(Saved data entries)
[Start of section]

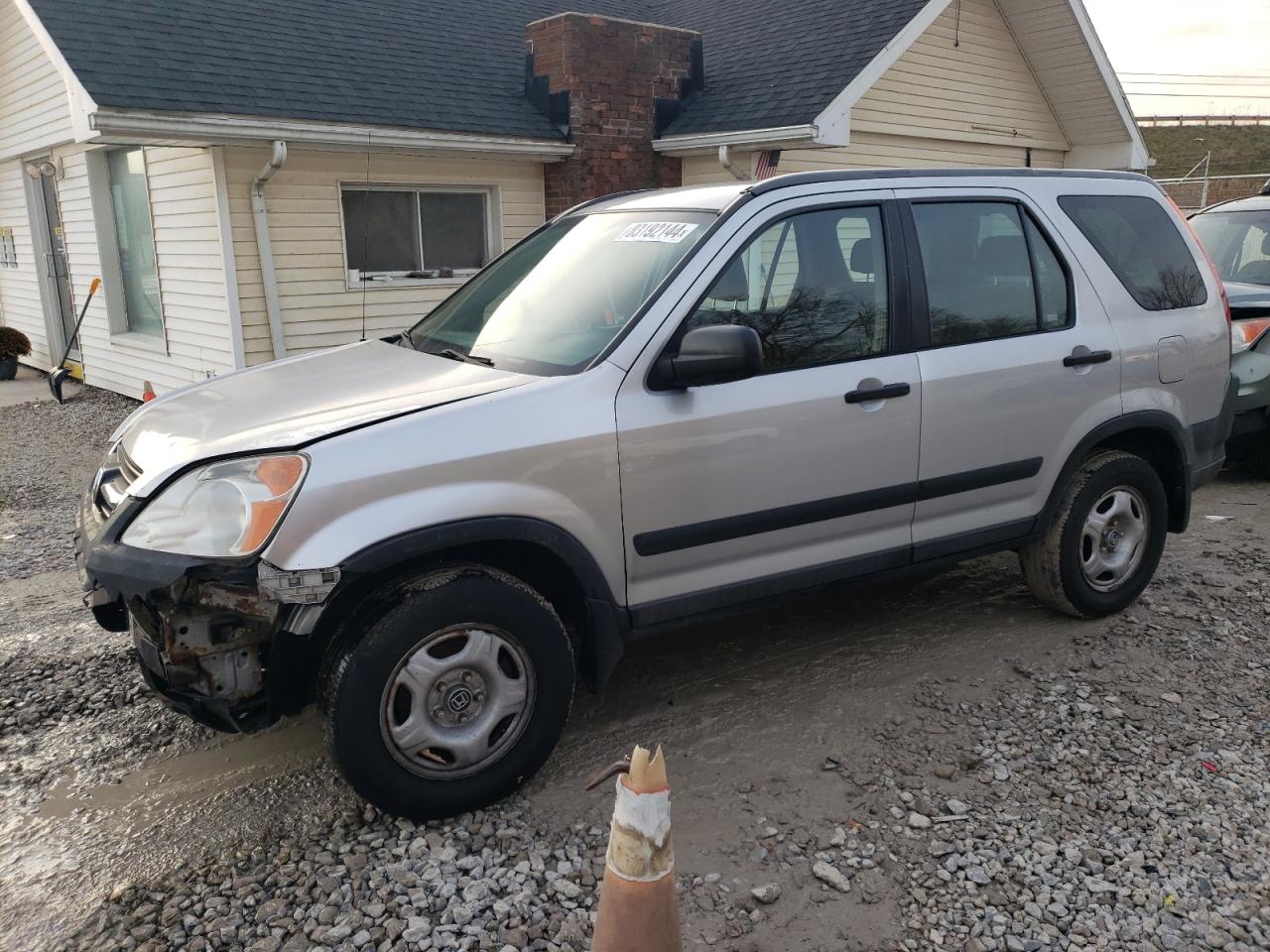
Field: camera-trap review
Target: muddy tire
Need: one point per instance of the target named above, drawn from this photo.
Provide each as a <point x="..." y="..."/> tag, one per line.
<point x="1103" y="543"/>
<point x="452" y="698"/>
<point x="1259" y="458"/>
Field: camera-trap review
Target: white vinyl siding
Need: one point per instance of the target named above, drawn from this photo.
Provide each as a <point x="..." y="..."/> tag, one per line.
<point x="19" y="287"/>
<point x="35" y="109"/>
<point x="187" y="246"/>
<point x="1062" y="60"/>
<point x="318" y="308"/>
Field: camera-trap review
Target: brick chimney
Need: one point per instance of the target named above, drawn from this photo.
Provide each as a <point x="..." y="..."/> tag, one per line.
<point x="613" y="85"/>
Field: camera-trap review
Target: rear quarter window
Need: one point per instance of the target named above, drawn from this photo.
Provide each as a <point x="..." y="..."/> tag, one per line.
<point x="1141" y="243"/>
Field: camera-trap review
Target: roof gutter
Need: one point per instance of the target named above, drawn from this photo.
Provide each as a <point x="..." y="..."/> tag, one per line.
<point x="264" y="250"/>
<point x="198" y="128"/>
<point x="776" y="137"/>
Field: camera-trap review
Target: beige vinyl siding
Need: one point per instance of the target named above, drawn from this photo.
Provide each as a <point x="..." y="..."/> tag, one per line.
<point x="35" y="109"/>
<point x="318" y="308"/>
<point x="960" y="95"/>
<point x="962" y="79"/>
<point x="1064" y="61"/>
<point x="190" y="277"/>
<point x="19" y="287"/>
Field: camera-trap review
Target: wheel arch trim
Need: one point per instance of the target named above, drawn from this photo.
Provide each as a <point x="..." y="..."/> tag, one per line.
<point x="602" y="639"/>
<point x="1155" y="421"/>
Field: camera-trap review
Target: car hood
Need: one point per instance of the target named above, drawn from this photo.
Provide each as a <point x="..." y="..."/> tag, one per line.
<point x="1243" y="295"/>
<point x="295" y="402"/>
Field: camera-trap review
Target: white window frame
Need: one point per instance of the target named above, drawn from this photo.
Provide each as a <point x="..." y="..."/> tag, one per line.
<point x="108" y="248"/>
<point x="357" y="281"/>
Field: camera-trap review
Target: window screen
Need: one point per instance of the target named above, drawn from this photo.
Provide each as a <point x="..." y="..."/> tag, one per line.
<point x="453" y="230"/>
<point x="414" y="232"/>
<point x="989" y="272"/>
<point x="813" y="286"/>
<point x="1141" y="243"/>
<point x="135" y="240"/>
<point x="381" y="231"/>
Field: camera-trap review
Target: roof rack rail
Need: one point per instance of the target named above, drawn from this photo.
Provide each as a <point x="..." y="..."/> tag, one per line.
<point x="598" y="199"/>
<point x="808" y="178"/>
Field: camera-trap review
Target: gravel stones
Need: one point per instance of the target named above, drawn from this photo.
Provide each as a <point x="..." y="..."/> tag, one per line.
<point x="766" y="893"/>
<point x="830" y="876"/>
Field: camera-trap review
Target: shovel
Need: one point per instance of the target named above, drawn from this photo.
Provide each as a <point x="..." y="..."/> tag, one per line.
<point x="59" y="373"/>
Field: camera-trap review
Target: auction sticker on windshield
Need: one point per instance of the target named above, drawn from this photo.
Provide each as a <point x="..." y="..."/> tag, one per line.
<point x="668" y="231"/>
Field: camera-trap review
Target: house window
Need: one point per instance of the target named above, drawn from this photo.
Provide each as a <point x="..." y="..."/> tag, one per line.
<point x="135" y="241"/>
<point x="414" y="232"/>
<point x="8" y="249"/>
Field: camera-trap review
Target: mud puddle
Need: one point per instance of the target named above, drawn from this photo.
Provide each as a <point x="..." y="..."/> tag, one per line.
<point x="195" y="774"/>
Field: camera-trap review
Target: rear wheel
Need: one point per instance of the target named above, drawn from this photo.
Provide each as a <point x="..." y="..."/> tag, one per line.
<point x="453" y="697"/>
<point x="1105" y="540"/>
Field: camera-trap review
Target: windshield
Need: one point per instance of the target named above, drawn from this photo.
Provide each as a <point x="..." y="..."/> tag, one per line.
<point x="559" y="298"/>
<point x="1239" y="244"/>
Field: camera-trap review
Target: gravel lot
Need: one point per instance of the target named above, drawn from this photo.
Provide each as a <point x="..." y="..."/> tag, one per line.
<point x="930" y="765"/>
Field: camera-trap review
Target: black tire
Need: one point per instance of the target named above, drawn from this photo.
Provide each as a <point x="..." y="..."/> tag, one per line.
<point x="1259" y="458"/>
<point x="1053" y="563"/>
<point x="358" y="670"/>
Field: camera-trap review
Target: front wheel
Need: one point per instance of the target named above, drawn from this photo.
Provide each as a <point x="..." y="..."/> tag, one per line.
<point x="451" y="699"/>
<point x="1105" y="540"/>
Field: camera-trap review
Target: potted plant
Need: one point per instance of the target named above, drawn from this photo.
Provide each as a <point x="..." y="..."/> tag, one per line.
<point x="13" y="344"/>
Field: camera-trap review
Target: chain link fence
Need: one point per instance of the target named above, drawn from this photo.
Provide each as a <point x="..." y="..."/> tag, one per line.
<point x="1196" y="191"/>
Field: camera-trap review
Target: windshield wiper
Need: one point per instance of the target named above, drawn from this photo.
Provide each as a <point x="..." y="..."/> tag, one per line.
<point x="466" y="358"/>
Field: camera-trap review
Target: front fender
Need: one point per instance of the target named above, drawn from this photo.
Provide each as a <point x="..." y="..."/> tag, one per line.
<point x="368" y="531"/>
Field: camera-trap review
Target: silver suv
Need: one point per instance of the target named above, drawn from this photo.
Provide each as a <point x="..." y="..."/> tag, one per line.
<point x="661" y="407"/>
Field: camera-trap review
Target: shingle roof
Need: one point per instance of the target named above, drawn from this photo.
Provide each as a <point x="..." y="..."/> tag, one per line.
<point x="449" y="64"/>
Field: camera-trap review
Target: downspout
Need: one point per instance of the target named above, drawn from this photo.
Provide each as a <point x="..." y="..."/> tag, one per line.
<point x="725" y="162"/>
<point x="264" y="249"/>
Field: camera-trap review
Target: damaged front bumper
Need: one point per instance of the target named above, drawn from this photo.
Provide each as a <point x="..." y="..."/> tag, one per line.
<point x="226" y="642"/>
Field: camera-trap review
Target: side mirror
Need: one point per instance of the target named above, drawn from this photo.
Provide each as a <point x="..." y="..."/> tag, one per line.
<point x="715" y="354"/>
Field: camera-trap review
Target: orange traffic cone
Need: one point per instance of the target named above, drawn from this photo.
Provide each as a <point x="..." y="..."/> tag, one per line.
<point x="638" y="909"/>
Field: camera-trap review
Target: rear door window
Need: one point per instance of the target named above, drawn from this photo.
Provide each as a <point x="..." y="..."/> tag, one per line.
<point x="1141" y="243"/>
<point x="989" y="272"/>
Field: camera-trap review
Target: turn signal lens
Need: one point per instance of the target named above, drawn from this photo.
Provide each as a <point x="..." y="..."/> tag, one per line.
<point x="222" y="511"/>
<point x="1245" y="334"/>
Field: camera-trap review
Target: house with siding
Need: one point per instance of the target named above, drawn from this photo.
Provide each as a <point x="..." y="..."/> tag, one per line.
<point x="254" y="180"/>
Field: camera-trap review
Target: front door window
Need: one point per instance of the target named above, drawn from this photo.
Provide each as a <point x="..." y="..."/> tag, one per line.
<point x="134" y="234"/>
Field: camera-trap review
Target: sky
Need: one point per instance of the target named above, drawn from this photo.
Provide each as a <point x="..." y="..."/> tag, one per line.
<point x="1179" y="58"/>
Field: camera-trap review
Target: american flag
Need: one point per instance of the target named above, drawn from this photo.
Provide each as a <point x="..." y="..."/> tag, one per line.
<point x="767" y="163"/>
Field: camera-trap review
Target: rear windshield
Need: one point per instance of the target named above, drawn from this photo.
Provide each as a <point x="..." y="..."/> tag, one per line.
<point x="1141" y="243"/>
<point x="1239" y="244"/>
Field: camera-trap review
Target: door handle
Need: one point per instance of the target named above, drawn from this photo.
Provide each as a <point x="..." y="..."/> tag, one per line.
<point x="884" y="393"/>
<point x="1075" y="359"/>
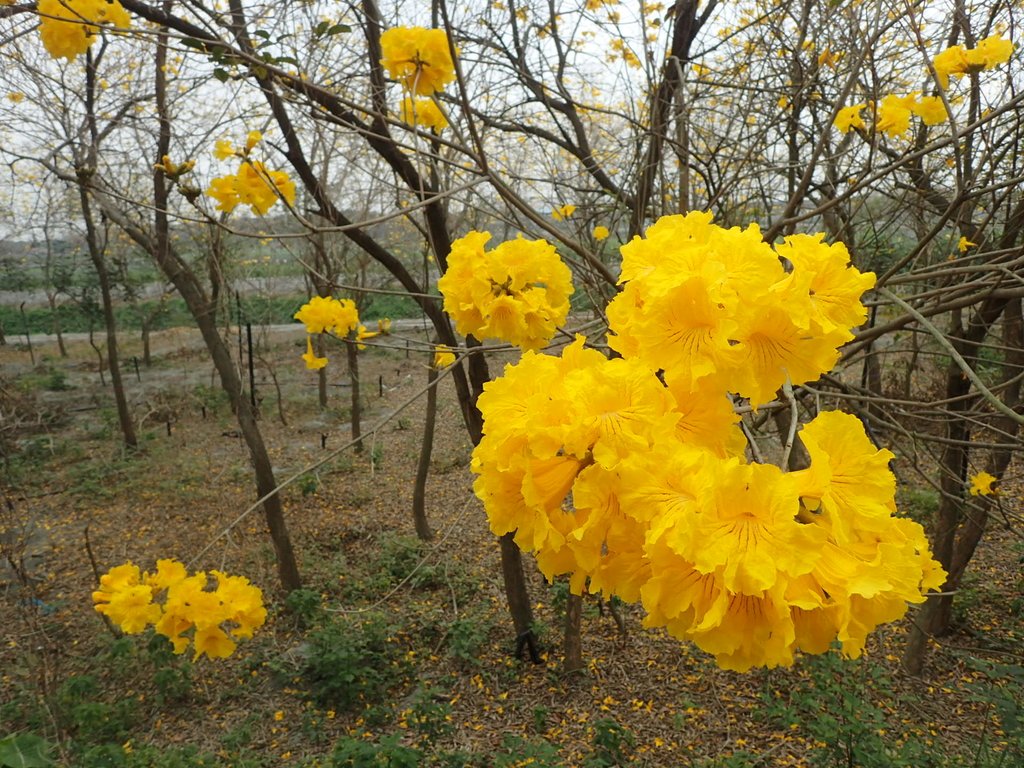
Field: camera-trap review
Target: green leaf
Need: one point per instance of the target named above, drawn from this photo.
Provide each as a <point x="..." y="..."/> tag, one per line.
<point x="25" y="751"/>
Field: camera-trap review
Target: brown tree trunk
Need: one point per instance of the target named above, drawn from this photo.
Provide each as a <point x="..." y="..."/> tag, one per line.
<point x="96" y="255"/>
<point x="351" y="349"/>
<point x="572" y="646"/>
<point x="933" y="619"/>
<point x="146" y="347"/>
<point x="203" y="310"/>
<point x="423" y="467"/>
<point x="55" y="320"/>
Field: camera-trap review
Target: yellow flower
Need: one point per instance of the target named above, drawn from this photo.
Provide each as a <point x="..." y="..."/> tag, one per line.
<point x="950" y="61"/>
<point x="992" y="51"/>
<point x="223" y="150"/>
<point x="423" y="113"/>
<point x="417" y="57"/>
<point x="224" y="190"/>
<point x="893" y="115"/>
<point x="312" y="361"/>
<point x="849" y="117"/>
<point x="260" y="188"/>
<point x="518" y="293"/>
<point x="829" y="59"/>
<point x="69" y="27"/>
<point x="983" y="484"/>
<point x="361" y="334"/>
<point x="560" y="214"/>
<point x="328" y="314"/>
<point x="988" y="54"/>
<point x="443" y="356"/>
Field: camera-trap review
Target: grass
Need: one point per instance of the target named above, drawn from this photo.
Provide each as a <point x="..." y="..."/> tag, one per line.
<point x="397" y="652"/>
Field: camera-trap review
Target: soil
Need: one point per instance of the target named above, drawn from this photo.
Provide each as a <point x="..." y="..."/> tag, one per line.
<point x="79" y="504"/>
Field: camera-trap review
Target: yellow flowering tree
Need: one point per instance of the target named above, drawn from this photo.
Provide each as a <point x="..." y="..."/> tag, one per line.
<point x="885" y="131"/>
<point x="631" y="474"/>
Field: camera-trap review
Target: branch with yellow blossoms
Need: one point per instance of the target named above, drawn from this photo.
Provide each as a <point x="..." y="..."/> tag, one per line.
<point x="630" y="475"/>
<point x="212" y="621"/>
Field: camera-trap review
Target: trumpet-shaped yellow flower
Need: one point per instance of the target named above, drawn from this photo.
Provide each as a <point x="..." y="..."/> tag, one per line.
<point x="630" y="474"/>
<point x="328" y="314"/>
<point x="312" y="361"/>
<point x="443" y="356"/>
<point x="956" y="60"/>
<point x="964" y="245"/>
<point x="931" y="111"/>
<point x="253" y="185"/>
<point x="417" y="57"/>
<point x="517" y="293"/>
<point x="560" y="214"/>
<point x="235" y="607"/>
<point x="983" y="484"/>
<point x="68" y="28"/>
<point x="893" y="115"/>
<point x="223" y="150"/>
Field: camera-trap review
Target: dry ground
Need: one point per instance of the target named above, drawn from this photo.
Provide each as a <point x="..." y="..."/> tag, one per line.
<point x="73" y="488"/>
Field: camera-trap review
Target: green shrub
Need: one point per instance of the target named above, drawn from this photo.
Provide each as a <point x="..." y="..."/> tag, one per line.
<point x="517" y="751"/>
<point x="465" y="638"/>
<point x="352" y="662"/>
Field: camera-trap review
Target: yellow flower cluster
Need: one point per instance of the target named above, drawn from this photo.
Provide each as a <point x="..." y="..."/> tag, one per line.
<point x="418" y="57"/>
<point x="328" y="314"/>
<point x="956" y="60"/>
<point x="253" y="185"/>
<point x="630" y="473"/>
<point x="983" y="483"/>
<point x="517" y="293"/>
<point x="423" y="113"/>
<point x="892" y="115"/>
<point x="216" y="619"/>
<point x="69" y="27"/>
<point x="716" y="307"/>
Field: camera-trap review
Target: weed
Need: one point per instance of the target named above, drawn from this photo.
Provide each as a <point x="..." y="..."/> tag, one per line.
<point x="429" y="716"/>
<point x="308" y="484"/>
<point x="518" y="751"/>
<point x="352" y="662"/>
<point x="305" y="605"/>
<point x="836" y="707"/>
<point x="387" y="753"/>
<point x="465" y="638"/>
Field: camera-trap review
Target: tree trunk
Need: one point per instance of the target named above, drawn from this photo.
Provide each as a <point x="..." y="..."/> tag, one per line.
<point x="933" y="619"/>
<point x="351" y="349"/>
<point x="321" y="375"/>
<point x="96" y="255"/>
<point x="423" y="467"/>
<point x="572" y="646"/>
<point x="146" y="349"/>
<point x="55" y="318"/>
<point x="203" y="309"/>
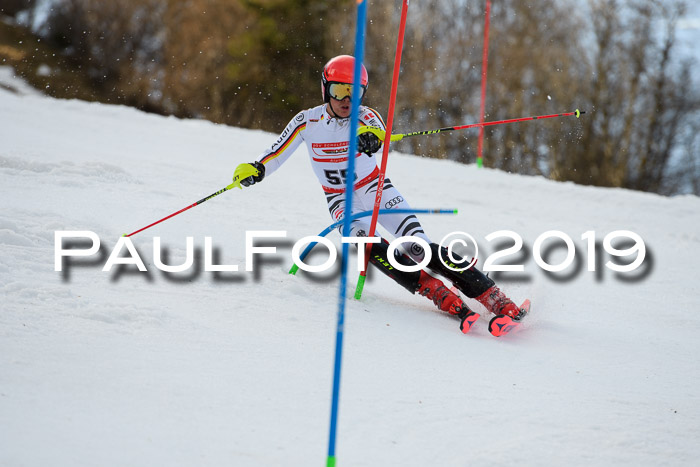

[End of section]

Action item => Your task is to list each line of the records with the word "vinyl".

Reply to the exercise =>
Target: white vinyl siding
Target: beige vinyl siding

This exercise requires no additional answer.